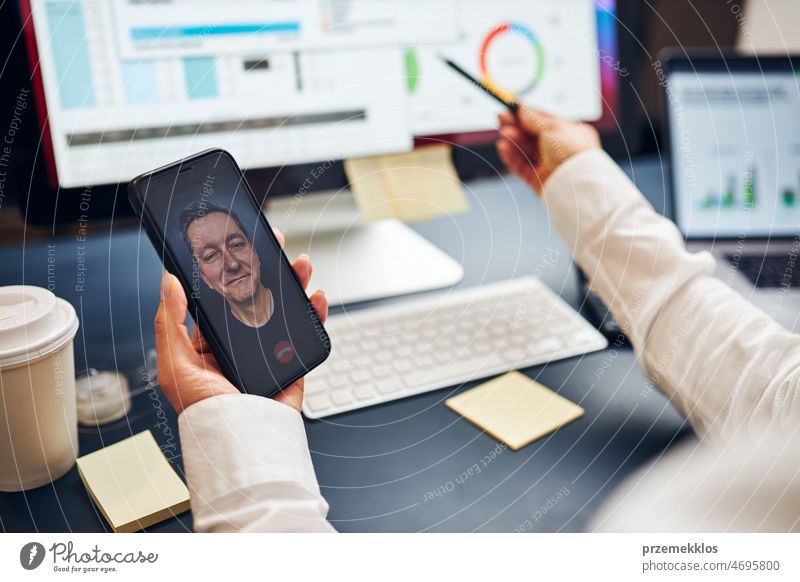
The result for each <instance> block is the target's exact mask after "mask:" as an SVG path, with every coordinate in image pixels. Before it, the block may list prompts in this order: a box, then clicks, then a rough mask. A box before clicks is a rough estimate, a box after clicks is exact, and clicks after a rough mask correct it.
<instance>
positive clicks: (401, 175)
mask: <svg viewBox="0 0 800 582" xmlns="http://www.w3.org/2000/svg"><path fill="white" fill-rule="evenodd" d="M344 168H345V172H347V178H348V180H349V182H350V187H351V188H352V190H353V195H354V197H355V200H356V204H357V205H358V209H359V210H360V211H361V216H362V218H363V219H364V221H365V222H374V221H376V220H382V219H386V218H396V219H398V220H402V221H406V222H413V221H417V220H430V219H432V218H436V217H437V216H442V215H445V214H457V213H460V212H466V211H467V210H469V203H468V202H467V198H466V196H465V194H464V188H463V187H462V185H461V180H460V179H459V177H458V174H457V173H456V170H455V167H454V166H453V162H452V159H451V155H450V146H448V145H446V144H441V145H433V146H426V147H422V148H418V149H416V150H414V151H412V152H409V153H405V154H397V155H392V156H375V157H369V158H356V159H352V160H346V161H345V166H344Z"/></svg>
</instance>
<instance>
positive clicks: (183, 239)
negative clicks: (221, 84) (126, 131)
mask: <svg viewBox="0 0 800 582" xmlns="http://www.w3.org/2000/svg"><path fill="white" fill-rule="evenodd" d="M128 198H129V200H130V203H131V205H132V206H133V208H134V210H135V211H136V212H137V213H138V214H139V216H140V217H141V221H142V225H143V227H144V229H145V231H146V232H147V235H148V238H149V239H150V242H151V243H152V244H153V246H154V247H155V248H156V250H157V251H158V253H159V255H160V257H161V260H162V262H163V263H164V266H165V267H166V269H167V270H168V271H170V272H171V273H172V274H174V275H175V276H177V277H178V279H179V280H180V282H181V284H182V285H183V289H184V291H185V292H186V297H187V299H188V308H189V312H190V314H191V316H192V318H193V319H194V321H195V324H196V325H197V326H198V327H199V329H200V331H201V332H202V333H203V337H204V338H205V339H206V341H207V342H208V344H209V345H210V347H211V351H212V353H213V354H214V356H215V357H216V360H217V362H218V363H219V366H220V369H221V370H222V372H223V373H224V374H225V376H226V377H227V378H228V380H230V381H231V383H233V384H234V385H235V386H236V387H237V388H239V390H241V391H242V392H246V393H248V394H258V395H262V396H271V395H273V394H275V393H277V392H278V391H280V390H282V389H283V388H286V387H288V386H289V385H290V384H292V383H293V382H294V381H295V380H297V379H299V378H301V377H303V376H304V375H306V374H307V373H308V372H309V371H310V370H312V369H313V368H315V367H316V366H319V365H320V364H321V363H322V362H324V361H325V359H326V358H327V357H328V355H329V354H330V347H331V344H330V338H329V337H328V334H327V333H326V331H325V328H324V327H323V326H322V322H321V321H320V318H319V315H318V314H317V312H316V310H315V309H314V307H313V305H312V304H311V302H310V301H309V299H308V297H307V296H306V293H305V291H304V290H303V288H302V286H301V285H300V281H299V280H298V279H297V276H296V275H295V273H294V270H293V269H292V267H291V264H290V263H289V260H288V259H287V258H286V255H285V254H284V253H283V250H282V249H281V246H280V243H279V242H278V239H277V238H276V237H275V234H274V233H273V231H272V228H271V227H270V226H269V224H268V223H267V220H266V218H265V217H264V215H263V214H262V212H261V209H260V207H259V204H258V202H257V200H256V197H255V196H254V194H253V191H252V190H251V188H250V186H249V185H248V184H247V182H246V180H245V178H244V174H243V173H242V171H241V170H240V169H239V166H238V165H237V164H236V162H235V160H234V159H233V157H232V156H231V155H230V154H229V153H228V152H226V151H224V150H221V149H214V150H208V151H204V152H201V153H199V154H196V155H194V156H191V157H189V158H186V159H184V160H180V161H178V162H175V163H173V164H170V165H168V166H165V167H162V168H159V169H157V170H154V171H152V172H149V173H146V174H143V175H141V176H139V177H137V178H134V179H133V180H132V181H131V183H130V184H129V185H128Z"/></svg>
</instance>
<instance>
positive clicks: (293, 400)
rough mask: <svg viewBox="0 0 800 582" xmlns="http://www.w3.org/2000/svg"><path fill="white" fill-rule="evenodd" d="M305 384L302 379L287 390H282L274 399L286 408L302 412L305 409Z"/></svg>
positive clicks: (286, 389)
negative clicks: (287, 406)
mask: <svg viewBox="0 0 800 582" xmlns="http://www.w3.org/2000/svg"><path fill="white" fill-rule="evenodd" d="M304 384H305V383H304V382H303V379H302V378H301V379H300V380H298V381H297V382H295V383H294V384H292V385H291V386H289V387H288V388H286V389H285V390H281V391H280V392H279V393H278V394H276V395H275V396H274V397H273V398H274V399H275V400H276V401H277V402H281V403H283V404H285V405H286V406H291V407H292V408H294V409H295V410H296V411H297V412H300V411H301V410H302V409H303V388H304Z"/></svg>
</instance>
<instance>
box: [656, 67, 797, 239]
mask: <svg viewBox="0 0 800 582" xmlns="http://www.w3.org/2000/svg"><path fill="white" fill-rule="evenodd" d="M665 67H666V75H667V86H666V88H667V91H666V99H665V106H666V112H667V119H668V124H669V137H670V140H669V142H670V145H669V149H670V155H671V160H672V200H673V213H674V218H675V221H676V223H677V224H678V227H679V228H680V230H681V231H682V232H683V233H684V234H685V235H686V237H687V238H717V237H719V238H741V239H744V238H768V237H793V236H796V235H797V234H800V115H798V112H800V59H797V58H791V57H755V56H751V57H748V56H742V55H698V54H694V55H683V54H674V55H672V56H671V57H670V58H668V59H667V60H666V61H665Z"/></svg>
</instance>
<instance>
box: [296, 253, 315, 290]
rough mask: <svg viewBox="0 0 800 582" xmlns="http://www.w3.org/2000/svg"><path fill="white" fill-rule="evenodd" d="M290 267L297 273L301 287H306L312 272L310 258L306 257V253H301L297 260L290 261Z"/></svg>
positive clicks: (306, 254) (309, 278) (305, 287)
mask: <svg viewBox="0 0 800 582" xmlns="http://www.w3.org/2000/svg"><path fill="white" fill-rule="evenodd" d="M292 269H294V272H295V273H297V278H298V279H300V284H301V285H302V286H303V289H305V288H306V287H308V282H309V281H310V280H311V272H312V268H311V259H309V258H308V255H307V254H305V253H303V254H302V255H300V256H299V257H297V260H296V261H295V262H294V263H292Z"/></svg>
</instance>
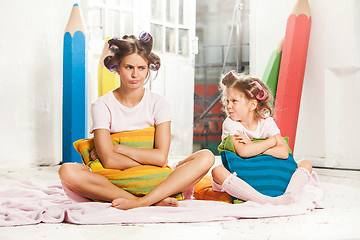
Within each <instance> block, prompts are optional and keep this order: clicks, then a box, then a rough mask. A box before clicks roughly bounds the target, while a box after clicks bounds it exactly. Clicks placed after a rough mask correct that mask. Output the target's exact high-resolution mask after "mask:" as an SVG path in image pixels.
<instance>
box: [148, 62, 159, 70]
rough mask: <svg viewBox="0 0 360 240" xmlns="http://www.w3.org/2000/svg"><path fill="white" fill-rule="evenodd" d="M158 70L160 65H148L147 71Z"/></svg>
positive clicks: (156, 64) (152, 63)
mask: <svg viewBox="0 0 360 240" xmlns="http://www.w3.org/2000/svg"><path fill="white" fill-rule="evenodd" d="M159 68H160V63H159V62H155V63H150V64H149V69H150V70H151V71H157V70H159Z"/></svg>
________
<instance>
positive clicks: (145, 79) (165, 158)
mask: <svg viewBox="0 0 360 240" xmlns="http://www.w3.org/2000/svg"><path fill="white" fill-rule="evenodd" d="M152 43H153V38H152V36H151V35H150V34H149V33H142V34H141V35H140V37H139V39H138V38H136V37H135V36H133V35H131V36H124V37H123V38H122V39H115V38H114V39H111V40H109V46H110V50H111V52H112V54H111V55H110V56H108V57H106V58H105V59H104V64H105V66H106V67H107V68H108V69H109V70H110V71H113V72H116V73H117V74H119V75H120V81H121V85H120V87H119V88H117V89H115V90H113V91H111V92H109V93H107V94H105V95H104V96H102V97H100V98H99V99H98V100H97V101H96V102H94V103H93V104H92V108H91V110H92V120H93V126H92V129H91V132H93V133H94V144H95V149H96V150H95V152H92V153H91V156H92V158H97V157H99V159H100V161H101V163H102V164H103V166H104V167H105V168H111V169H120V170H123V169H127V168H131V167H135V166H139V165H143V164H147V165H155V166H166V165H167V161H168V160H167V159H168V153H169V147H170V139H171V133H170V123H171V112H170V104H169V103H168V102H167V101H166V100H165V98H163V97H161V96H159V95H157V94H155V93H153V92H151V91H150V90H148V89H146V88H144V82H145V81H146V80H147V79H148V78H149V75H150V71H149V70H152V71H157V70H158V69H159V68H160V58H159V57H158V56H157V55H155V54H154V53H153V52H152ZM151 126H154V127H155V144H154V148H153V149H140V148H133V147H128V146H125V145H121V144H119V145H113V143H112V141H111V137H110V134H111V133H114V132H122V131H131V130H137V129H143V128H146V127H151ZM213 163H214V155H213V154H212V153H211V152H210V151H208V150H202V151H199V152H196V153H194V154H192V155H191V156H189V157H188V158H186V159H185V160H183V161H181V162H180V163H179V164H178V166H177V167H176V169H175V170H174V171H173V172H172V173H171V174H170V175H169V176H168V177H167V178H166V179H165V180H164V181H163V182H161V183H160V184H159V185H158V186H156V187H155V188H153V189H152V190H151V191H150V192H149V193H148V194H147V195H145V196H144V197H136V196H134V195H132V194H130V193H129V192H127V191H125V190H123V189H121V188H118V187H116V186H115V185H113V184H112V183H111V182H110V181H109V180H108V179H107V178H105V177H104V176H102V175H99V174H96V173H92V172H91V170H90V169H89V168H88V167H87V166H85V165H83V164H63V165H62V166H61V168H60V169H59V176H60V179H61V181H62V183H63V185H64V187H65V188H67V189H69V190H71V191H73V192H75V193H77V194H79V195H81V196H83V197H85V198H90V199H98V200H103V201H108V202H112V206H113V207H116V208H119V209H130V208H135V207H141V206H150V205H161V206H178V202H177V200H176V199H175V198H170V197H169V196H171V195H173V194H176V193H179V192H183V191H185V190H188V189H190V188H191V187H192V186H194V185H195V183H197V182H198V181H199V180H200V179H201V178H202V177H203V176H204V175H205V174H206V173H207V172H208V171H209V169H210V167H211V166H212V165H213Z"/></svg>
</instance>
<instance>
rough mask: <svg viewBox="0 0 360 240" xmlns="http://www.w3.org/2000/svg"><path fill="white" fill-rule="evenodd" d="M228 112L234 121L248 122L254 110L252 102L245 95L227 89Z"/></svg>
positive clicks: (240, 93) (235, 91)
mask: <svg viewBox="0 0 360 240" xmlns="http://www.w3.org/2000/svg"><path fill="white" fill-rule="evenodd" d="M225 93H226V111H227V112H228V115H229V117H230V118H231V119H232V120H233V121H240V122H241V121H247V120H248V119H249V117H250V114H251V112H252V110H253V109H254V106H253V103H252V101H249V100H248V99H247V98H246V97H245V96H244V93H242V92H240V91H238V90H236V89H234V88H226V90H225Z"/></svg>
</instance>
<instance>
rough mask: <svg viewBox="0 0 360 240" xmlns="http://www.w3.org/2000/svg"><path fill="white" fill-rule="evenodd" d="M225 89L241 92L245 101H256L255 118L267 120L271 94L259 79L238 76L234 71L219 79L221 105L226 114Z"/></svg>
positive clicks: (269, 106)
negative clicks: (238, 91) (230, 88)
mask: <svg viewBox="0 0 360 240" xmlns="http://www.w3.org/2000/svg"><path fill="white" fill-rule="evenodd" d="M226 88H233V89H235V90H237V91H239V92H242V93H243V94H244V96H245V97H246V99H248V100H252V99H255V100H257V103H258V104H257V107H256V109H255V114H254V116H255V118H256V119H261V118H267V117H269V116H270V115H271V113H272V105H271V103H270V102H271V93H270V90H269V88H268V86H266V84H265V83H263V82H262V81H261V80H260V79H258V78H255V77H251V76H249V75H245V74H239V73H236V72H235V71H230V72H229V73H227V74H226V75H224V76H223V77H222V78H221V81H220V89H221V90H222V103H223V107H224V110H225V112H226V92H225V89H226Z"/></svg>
________
Task to complete — Report how many lines of the records above contain the word "each", and give only that number.

Solution — 2